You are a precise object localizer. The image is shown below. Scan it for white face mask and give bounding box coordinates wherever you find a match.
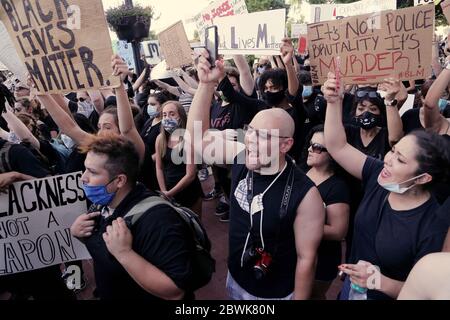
[61,133,75,150]
[378,173,426,194]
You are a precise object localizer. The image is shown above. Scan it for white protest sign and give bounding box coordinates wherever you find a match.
[0,21,28,83]
[398,94,416,117]
[414,0,434,6]
[117,40,136,70]
[311,0,397,23]
[142,40,161,64]
[214,9,286,55]
[0,172,90,276]
[291,23,308,39]
[194,0,248,39]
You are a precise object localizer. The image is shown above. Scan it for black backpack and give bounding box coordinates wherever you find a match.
[124,196,216,291]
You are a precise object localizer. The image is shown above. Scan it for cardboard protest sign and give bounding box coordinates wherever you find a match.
[441,0,450,23]
[117,40,136,70]
[308,5,434,84]
[194,0,248,39]
[214,9,286,55]
[0,0,120,93]
[0,172,90,276]
[158,21,193,69]
[297,34,308,54]
[142,40,161,64]
[311,0,397,22]
[291,23,307,39]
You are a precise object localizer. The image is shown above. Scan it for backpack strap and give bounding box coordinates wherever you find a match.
[123,196,178,226]
[0,141,12,173]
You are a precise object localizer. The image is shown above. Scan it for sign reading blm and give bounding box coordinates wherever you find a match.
[0,0,120,93]
[308,5,434,84]
[0,172,90,276]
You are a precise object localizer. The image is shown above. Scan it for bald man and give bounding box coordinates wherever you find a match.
[185,51,325,300]
[398,252,450,300]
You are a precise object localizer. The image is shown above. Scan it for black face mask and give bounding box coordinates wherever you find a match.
[263,91,286,107]
[355,111,381,130]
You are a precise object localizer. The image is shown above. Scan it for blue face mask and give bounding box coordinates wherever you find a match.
[302,86,312,98]
[147,104,159,119]
[439,99,448,112]
[162,118,179,134]
[83,177,117,206]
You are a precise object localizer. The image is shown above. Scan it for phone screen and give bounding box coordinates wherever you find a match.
[205,26,218,67]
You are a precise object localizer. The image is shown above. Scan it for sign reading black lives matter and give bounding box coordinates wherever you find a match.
[0,0,120,93]
[308,5,434,84]
[0,172,90,276]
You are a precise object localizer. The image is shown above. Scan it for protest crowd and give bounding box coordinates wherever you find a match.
[0,1,450,301]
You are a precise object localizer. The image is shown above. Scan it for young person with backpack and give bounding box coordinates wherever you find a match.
[71,135,214,300]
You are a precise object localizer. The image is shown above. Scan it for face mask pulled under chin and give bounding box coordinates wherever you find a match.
[83,177,117,206]
[263,90,286,107]
[378,173,425,194]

++++++++++

*SET TASK*.
Copy every line of the listing above word for word, omitting the picture.

*RESULT OF THE EXERCISE*.
You are a precise object localizer. The image is shown below. Scan it for white face mask and give bounding box coordinates wherever you find a match.
[61,133,75,150]
[378,173,426,194]
You are a precise object localizer. The image is shown above. Scan it for white protest sign and give bounding box coordinates wherever you find a match.
[0,21,28,83]
[398,94,416,117]
[414,0,434,6]
[117,40,136,70]
[311,0,397,23]
[142,40,161,64]
[214,9,286,55]
[0,172,90,276]
[291,23,308,39]
[194,0,248,39]
You are a precise object localizer. The image is shown above. Scan it for black backpack and give bounding box coordinates wherever you find a match.
[124,196,216,291]
You are a precise object localizer. The image is shown above. Scan it for cardboard protest sign and give bounding box coordinates wherever you find a match.
[441,0,450,23]
[117,40,136,70]
[308,5,434,84]
[194,0,248,39]
[214,9,286,55]
[0,0,120,93]
[0,172,90,276]
[158,21,193,69]
[297,34,308,54]
[142,40,161,64]
[311,0,397,22]
[291,23,307,39]
You are a precise object localizer. The image is shown above. Scan it for backpack strap and give bounding box coordinates wherever you find a match.
[123,196,178,226]
[0,141,12,173]
You are a precise object localizer. The image is shown above. Scan it for sign reading blm and give bounding box coordinates wherever you find a match.
[0,0,120,93]
[308,5,434,84]
[0,172,90,276]
You are a precise object localizer. The image is shown above. Scan it for bald man and give bounding box coordinates wherever you find a match.
[185,51,325,300]
[398,252,450,300]
You are a precise object localizer. The image is shown above. Scan it for black face mask and give bounding box coordinates wherever you find a match.
[263,91,286,107]
[355,111,381,130]
You are a precise object localizer. The image is shown above. Scan it for blue face mask and give bounding box coordinates wherever you find a match.
[302,86,312,98]
[147,104,159,119]
[439,99,448,112]
[162,118,179,134]
[83,177,117,206]
You are a precise object localizer. The image is shown above. Scan it for phone screen and give bounding box coordinates wherever you find a match.
[205,26,218,67]
You are a precise object localizer. The image is shown above. Scan it for sign reading black lives matter and give bounding box coordinates wherever you find a match.
[0,0,120,93]
[308,5,434,84]
[0,172,90,276]
You are a precise object localizer. The image is shown above. Scan it for protest crowd and give bounding box coordinates wherever you find a match.
[0,1,450,301]
You are a precise object localizer. The image is shown above. Scan it for young person with backpack and give bounding box coordinates wherever you find a match.
[71,135,214,300]
You are a precise object localizer. The image is shown above. Scan it for face mask pulled under chin and give bounding box coordinates wherever you find a match.
[83,177,117,206]
[263,90,286,107]
[378,173,425,194]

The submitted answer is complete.